## TEXT BLOCK
"""

3. the comfort stations system institutionalized sexual violence against comfort women in an attempt to curb unauthorized sexual violence.

 

History books:

 

This privileging of written documents  works to exclude from history and discussions  of history the voices of the kind of people comfort women represent – the female, the impoverished, the colonized, the illiterate, and the racially and ethnically oppressed.   These people have left few written records of their experiences and therefore are denied a place in history and discussions of it by positivist gatekeepers. These “women without history” appear, then, only as they are represented in documents written by those in positions of power and only these documents satisfy the gatekeepers criteria for historical authenticity.

It had only been through their testimonies that survivors have been able to challenge this portrayal.

"""

## DATASET
"""

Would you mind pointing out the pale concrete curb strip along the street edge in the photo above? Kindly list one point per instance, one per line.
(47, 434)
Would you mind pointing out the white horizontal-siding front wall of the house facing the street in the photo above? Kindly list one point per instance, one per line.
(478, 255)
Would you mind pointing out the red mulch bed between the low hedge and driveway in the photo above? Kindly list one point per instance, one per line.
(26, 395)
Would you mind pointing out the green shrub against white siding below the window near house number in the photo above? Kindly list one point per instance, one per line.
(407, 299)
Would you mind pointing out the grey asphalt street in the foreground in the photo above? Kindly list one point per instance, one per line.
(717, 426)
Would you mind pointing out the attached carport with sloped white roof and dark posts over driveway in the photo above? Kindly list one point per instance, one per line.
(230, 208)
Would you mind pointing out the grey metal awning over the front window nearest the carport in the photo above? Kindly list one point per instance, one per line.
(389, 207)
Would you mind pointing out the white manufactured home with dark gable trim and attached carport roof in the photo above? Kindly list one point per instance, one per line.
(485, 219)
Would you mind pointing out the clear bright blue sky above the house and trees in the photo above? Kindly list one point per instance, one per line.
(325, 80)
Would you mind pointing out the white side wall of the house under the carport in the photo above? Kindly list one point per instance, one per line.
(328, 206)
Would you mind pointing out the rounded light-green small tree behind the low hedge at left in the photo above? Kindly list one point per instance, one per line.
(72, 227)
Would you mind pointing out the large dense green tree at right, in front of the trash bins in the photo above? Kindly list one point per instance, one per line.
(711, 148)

"""
"""

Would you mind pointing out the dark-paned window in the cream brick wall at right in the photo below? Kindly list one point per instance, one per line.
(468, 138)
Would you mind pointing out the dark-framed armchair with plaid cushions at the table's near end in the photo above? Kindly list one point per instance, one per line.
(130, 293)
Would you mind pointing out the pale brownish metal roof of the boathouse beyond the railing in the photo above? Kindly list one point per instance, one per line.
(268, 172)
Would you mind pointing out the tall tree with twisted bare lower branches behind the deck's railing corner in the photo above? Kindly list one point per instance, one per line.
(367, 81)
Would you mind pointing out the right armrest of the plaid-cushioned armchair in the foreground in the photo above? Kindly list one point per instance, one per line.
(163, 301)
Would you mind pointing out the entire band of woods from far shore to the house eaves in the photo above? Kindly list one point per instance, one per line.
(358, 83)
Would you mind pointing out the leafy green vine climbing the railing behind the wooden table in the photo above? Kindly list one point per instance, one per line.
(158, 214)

"""

## REQUIREMENT 1
Answer these from the text on comfort women and history:
(a) What did the comfort stations system institutionalize, and with what aim?
(b) Which kinds of people does the text say the privileging of written documents excludes?
(c) Through what have survivors been able to challenge their portrayal?
## REQUIREMENT 2
Retype everything in the text on comfort women and history from "This privileging of" down to "for historical authenticity.".

## ANSWER BOX 1
(a) Sexual violence against comfort women, in an attempt to curb unauthorized sexual violence.
(b) The female, the impoverished, the colonized, the illiterate, and the racially and ethnically oppressed.
(c) Their testimonies.

## ANSWER BOX 2
This privileging of written documents  works to exclude from history and discussions  of history the voices of the kind of people comfort women represent – the female, the impoverished, the colonized, the illiterate, and the racially and ethnically oppressed.   These people have left few written records of their experiences and therefore are denied a place in history and discussions of it by positivist gatekeepers. These “women without history” appear, then, only as they are represented in documents written by those in positions of power and only these documents satisfy the gatekeepers criteria for historical authenticity.